• Task brief
Whenever a line in the entries below contains "overcast", copy that line.

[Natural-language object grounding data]

§

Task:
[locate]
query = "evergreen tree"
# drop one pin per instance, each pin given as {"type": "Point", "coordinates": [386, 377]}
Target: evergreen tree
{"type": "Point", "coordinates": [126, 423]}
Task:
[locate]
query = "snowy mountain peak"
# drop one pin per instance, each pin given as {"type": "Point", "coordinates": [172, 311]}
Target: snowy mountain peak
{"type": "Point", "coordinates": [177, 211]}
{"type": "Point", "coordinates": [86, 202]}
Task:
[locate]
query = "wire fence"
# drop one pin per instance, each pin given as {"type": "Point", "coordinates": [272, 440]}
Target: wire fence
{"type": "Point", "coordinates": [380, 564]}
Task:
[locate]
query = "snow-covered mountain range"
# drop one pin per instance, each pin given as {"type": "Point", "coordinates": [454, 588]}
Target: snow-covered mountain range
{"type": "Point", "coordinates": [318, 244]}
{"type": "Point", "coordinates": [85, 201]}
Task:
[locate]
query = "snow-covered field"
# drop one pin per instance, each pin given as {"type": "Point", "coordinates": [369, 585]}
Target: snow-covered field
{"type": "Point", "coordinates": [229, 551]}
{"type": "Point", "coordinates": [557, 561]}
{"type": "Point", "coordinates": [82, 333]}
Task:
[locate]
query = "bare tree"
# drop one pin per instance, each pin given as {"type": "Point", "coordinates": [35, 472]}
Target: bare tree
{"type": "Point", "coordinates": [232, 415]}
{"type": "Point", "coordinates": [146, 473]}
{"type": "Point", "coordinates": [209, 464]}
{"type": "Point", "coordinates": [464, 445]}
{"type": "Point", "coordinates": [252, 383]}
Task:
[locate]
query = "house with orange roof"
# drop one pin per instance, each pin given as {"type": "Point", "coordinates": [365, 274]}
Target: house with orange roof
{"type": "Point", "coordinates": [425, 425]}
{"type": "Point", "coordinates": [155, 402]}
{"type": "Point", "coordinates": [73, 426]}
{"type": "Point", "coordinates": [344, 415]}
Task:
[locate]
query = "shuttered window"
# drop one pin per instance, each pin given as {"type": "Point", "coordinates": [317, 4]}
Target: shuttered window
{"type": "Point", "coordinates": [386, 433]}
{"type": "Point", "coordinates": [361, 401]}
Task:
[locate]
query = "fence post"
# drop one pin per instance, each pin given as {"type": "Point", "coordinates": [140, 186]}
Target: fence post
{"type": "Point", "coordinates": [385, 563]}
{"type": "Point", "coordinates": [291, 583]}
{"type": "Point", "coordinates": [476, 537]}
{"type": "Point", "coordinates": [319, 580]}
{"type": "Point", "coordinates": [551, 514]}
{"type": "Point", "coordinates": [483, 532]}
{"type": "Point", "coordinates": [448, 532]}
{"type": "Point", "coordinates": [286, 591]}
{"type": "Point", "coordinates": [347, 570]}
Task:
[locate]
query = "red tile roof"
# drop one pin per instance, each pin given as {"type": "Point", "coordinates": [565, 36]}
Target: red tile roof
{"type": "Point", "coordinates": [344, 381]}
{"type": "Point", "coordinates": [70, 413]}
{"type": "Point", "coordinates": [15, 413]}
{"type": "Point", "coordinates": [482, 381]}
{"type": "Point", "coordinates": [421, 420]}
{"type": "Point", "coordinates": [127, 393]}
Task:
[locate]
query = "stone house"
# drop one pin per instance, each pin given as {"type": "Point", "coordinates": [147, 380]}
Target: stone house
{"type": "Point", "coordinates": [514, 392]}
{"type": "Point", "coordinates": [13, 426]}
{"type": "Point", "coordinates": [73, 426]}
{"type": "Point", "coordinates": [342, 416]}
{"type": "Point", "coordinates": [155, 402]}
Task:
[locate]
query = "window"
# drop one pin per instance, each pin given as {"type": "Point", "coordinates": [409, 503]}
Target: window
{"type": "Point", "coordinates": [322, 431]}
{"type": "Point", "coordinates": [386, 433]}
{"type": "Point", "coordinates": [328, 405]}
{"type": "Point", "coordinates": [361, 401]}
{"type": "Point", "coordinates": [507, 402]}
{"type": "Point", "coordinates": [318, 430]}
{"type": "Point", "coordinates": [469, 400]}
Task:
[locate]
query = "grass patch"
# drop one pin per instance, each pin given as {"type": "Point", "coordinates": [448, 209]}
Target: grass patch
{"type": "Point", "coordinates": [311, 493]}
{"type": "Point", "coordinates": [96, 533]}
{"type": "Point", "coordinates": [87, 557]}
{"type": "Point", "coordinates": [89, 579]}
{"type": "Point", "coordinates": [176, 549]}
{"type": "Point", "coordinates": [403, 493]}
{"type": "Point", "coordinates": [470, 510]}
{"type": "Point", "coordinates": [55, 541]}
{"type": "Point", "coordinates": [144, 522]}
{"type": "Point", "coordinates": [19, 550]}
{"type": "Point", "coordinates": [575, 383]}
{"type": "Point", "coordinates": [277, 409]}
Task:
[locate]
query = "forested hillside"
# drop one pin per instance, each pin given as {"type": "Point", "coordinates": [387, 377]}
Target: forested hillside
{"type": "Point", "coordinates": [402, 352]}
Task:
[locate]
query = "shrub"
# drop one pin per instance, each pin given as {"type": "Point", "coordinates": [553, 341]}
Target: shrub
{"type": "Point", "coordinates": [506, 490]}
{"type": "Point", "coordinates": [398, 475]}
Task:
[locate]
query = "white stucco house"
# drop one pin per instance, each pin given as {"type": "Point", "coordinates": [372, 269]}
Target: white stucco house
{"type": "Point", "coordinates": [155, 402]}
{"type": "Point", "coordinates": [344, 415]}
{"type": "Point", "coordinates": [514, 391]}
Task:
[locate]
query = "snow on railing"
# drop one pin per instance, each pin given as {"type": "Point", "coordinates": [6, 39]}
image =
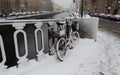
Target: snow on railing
{"type": "Point", "coordinates": [19, 25]}
{"type": "Point", "coordinates": [3, 53]}
{"type": "Point", "coordinates": [38, 26]}
{"type": "Point", "coordinates": [19, 29]}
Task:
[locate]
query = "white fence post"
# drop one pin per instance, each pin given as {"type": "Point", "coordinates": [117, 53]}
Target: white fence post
{"type": "Point", "coordinates": [38, 26]}
{"type": "Point", "coordinates": [3, 53]}
{"type": "Point", "coordinates": [19, 29]}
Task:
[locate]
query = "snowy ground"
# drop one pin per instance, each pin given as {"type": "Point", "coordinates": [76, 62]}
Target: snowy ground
{"type": "Point", "coordinates": [87, 58]}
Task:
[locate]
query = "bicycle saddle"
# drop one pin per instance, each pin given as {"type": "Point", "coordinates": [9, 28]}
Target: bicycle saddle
{"type": "Point", "coordinates": [60, 23]}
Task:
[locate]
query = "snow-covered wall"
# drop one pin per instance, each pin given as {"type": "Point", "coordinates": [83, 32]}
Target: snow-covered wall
{"type": "Point", "coordinates": [89, 26]}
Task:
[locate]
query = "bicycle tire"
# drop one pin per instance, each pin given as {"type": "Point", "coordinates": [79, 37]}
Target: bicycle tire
{"type": "Point", "coordinates": [60, 49]}
{"type": "Point", "coordinates": [75, 37]}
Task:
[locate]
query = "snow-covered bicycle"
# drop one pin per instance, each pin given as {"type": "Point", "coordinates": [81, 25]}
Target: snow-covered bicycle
{"type": "Point", "coordinates": [67, 37]}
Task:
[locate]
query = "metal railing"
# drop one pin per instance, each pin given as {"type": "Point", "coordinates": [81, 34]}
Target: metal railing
{"type": "Point", "coordinates": [19, 26]}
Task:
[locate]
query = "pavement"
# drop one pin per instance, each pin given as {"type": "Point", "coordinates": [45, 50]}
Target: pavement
{"type": "Point", "coordinates": [110, 26]}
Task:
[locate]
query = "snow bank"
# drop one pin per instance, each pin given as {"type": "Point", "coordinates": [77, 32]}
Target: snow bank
{"type": "Point", "coordinates": [89, 26]}
{"type": "Point", "coordinates": [87, 58]}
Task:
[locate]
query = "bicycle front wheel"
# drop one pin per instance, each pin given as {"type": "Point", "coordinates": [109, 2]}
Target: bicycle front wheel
{"type": "Point", "coordinates": [75, 37]}
{"type": "Point", "coordinates": [61, 51]}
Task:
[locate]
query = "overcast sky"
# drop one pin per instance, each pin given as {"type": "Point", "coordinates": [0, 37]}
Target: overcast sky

§

• Response
query = "overcast sky"
Target: overcast sky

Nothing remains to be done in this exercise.